Copy every line of all the items below word for word, but leave the pictures out.

"""

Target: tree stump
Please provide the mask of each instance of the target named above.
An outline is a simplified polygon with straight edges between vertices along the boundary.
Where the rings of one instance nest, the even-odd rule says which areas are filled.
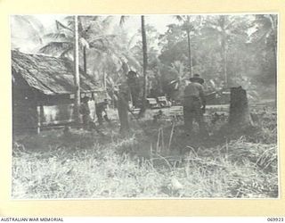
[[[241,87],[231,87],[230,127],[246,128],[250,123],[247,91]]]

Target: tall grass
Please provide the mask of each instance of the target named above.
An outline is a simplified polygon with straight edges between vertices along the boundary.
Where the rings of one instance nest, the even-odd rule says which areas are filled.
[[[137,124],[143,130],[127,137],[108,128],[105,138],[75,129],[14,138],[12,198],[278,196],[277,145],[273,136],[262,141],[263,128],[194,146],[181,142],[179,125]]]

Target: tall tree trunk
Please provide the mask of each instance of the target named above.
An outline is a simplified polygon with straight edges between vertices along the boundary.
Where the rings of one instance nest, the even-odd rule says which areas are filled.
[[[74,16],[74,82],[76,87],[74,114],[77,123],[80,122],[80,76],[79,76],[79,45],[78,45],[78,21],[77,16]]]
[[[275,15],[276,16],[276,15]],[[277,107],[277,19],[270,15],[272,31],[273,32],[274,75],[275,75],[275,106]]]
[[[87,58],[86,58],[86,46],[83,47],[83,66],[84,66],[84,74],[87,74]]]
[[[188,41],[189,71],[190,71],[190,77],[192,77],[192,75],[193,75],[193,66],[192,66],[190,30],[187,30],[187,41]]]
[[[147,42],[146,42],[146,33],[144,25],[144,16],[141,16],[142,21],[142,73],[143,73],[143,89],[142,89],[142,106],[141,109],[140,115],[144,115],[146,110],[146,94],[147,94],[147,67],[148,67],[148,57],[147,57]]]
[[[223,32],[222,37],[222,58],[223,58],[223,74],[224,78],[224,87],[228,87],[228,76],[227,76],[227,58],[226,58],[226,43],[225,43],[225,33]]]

"""

Written solution
Target: tree stump
Please provide the mask of each instance of the target named above.
An outline is a simplified polygon with straight edges between vertices along the boundary.
Where the rings of one instance nest, the even-odd rule says which areas are filled.
[[[241,87],[231,87],[230,127],[246,128],[250,123],[247,91]]]

Target: tall grass
Please provide the mask of each instance of the target named above.
An outline is a simplified polygon with straight edges between vertices along the boundary.
Where the rings of one instance nest, the even-odd rule says which areas are filled.
[[[137,124],[143,130],[127,137],[108,128],[105,138],[75,129],[14,138],[12,198],[278,196],[277,145],[273,136],[262,141],[263,128],[194,146],[181,142],[179,125]]]

Target: tall tree trunk
Please provide the mask of each instance of the target named above.
An outline is a simplified polygon with straight edges between vertices along the boundary.
Where the rings of one instance nest, the even-odd rule says which areas are filled.
[[[74,16],[74,82],[76,87],[74,114],[77,123],[80,122],[80,76],[79,76],[79,45],[78,45],[78,21],[77,16]]]
[[[275,15],[276,16],[276,15]],[[277,107],[277,19],[270,15],[272,31],[273,32],[274,75],[275,75],[275,106]]]
[[[87,58],[86,58],[86,46],[83,47],[83,66],[84,66],[84,74],[87,74]]]
[[[188,41],[189,71],[190,71],[190,77],[192,77],[192,75],[193,75],[193,66],[192,66],[190,30],[187,30],[187,41]]]
[[[147,42],[146,42],[146,33],[144,25],[144,16],[141,16],[142,21],[142,73],[143,73],[143,89],[142,89],[142,106],[141,109],[140,115],[144,115],[146,110],[146,94],[147,94],[147,67],[148,67],[148,57],[147,57]]]
[[[223,32],[222,37],[222,58],[223,58],[223,74],[224,78],[224,87],[228,87],[228,76],[227,76],[227,58],[226,58],[226,43],[225,43],[225,33]]]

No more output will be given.